(Requirements)
1: According to the production outline, what four key factors of production are listed?
2: Repeat the production outline verbatim, starting with "THE CONCEPT OF" and going on through "agriculture, and forestry.".

(Given passage)
==================================================

THE CONCEPT OF PRODUCTION

  • Comprehend that production refers to the process of creating goods or services from various resources.
  • Understand that production encompasses three types: primary, secondary, and tertiary.
  • Recognise that production is a fundamental element of business strategies.

PRIMARY PRODUCTION

  • Define primary production as the extraction of raw materials and natural resources directly from the earth.
  • Explore various examples of primary production like mining, agriculture, and forestry.
  • Learn that primary production feeds into secondary production.

SECONDARY PRODUCTION

  • Understand secondary production as the process of turning raw materials from primary production into finished or semi-finished products.
  • Cover examples of secondary production including manufacturing cars, producing food items, making furniture, etc.
  • Remember that secondary products are typically consumed by individuals or used in further tertiary production.

TERTIARY PRODUCTION

  • Define tertiary production as consumption-related activities, often referred to as the service sector.
  • Investigate examples of tertiary production including retail, healthcare, transport services, etc.
  • Associate the rise of the digital economy and automation with a rise in the importance and complexity of the tertiary sector.

FACTORS OF PRODUCTION

  • Recall four key factors of production: Land, Labour, Capital, and Enterprise.
  • Understand that Land refers to natural resources, Labour to human effort, Capital to money or machinery used in production, and Enterprise is the risk-taking and coordination by entrepreneurs.

==================================================

(Data block)
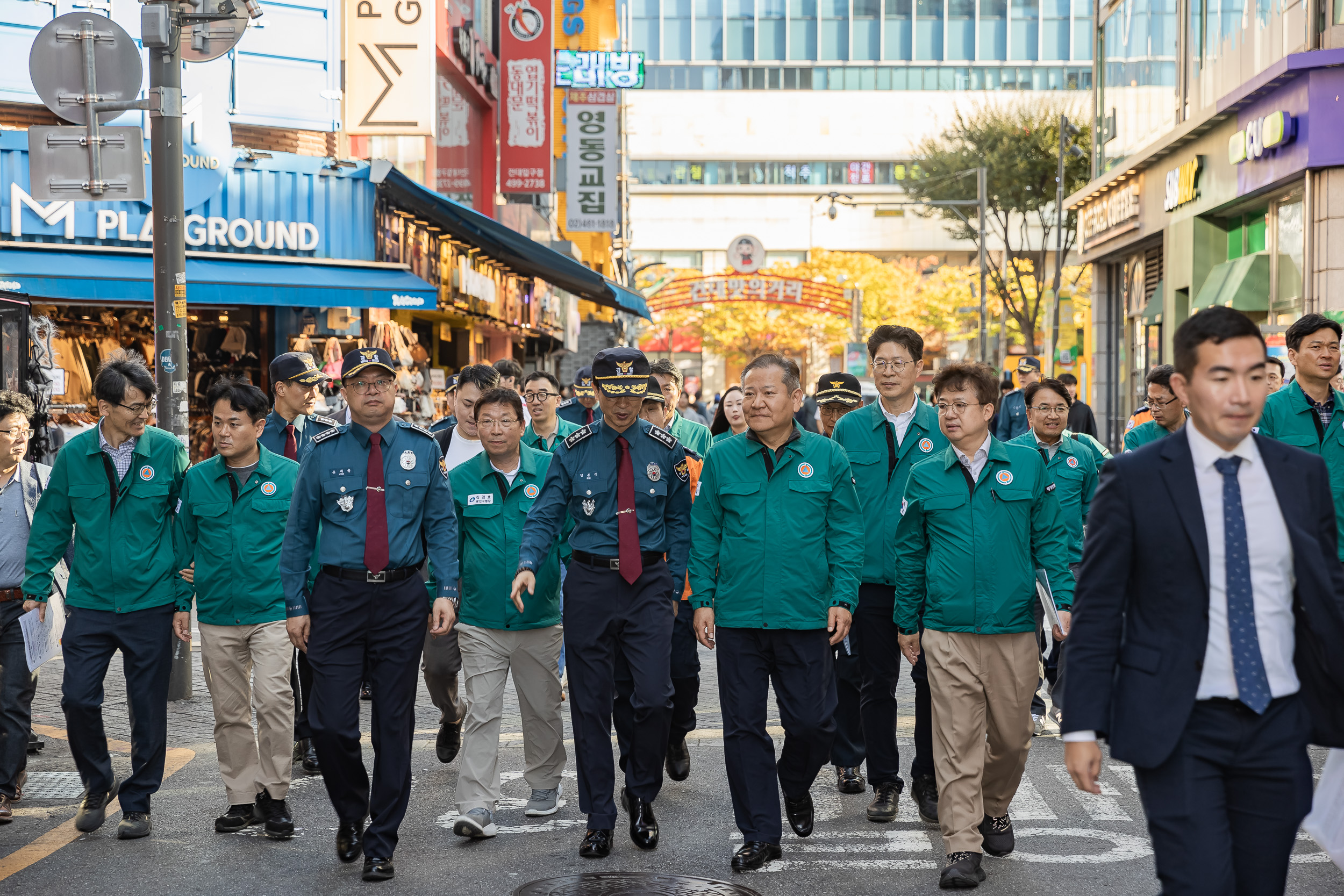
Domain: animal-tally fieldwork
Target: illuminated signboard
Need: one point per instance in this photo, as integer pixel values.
(595, 69)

==================================================

(Task-by-task solutions)
1: Land, Labour, Capital, and Enterprise.

2:
THE CONCEPT OF PRODUCTION

  • Comprehend that production refers to the process of creating goods or services from various resources.
  • Understand that production encompasses three types: primary, secondary, and tertiary.
  • Recognise that production is a fundamental element of business strategies.

PRIMARY PRODUCTION

  • Define primary production as the extraction of raw materials and natural resources directly from the earth.
  • Explore various examples of primary production like mining, agriculture, and forestry.